- [AVAILABLE RECORDS]
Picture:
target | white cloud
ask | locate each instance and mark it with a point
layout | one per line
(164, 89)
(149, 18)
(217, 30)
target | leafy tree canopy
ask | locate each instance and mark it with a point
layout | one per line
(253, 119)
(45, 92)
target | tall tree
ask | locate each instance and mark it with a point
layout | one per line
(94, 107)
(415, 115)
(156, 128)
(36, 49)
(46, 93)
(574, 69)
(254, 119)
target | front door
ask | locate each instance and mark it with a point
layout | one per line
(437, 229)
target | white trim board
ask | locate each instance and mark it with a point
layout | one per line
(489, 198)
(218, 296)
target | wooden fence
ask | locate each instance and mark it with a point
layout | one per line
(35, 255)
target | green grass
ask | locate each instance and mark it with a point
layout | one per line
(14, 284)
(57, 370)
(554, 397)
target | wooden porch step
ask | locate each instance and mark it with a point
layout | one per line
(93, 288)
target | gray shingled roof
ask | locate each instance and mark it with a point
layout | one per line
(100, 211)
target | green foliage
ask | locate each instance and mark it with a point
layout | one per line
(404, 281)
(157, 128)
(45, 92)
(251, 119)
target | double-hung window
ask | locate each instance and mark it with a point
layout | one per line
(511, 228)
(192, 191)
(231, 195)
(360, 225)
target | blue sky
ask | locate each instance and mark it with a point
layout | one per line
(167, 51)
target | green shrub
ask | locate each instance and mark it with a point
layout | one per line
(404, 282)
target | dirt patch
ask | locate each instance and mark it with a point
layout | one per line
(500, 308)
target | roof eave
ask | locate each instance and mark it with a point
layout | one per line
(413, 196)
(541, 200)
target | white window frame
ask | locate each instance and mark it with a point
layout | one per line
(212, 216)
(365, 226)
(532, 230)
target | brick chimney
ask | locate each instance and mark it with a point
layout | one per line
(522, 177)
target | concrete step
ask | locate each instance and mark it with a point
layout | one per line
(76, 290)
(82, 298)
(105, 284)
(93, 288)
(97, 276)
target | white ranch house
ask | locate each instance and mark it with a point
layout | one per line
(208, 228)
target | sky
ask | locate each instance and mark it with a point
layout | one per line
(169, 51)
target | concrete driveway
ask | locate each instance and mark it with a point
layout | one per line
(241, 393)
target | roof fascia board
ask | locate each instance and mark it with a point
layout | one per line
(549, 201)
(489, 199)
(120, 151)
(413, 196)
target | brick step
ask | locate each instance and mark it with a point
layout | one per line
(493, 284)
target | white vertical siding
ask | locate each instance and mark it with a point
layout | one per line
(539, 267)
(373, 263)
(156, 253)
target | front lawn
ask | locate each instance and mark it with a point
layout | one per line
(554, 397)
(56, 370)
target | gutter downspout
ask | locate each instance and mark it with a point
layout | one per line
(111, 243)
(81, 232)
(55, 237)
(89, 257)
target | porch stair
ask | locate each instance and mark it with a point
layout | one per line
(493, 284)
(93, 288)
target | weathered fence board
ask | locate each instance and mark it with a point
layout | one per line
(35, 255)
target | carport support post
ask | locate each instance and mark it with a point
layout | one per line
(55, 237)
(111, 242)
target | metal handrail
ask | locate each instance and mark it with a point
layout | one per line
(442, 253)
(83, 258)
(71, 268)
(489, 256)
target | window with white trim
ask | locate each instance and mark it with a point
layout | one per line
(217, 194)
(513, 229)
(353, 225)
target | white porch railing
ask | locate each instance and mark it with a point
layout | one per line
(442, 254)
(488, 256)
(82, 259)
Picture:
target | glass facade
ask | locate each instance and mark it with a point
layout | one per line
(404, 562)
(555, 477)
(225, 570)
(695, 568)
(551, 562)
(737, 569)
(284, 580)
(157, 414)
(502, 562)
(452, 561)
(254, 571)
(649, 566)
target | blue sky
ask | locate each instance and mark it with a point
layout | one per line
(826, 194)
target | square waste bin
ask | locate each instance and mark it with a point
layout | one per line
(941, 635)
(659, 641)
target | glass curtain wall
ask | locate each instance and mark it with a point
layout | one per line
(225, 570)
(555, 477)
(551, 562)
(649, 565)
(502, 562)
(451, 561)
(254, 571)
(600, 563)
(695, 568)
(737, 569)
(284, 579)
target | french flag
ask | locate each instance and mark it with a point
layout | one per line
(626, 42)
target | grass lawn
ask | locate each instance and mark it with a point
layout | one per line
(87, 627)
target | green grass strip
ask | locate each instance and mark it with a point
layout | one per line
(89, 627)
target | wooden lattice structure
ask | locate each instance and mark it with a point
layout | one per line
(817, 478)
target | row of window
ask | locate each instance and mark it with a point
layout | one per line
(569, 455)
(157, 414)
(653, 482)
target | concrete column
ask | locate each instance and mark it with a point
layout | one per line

- [EXERCISE AIM] Extract exactly the lines between the line containing "target | white porch railing" and the end of the data, including both.

- [RESULT]
target | white porch railing
ask | locate each instance and mark it with a point
layout | one per line
(442, 254)
(488, 256)
(82, 259)
Picture:
target | glass facade
ask | locate each instance and mark it with a point
layout | one per line
(404, 562)
(555, 477)
(225, 570)
(695, 568)
(551, 562)
(737, 569)
(284, 580)
(157, 414)
(502, 562)
(452, 561)
(254, 571)
(649, 566)
target | blue sky
ask | locate each instance and mark it with a point
layout | one per line
(826, 194)
target | square waste bin
ask | locate each instance and mark it with a point
layout | one per line
(941, 635)
(659, 641)
target | glass curtain wall
ask | locate each instance and mark it with a point
layout | one per line
(225, 570)
(555, 477)
(551, 562)
(649, 565)
(502, 562)
(451, 561)
(254, 571)
(600, 563)
(695, 568)
(737, 569)
(284, 579)
target | french flag
ask | locate each instance and mark it with a point
layout | one per line
(626, 42)
target | grass lawn
ask | locate each instance and mark it with a point
layout | one per line
(87, 627)
target | green grass strip
ask | locate each instance and mark it with a point
layout | one per line
(89, 627)
target | wooden lattice structure
ask | locate each instance and mark it with a point
layout | one per line
(817, 478)
target | row of window
ask | locate each instance and mark it with a point
layout | one per line
(569, 455)
(157, 414)
(653, 482)
target | concrete column
ask | locate each instance and mark it with a point
layout | one per line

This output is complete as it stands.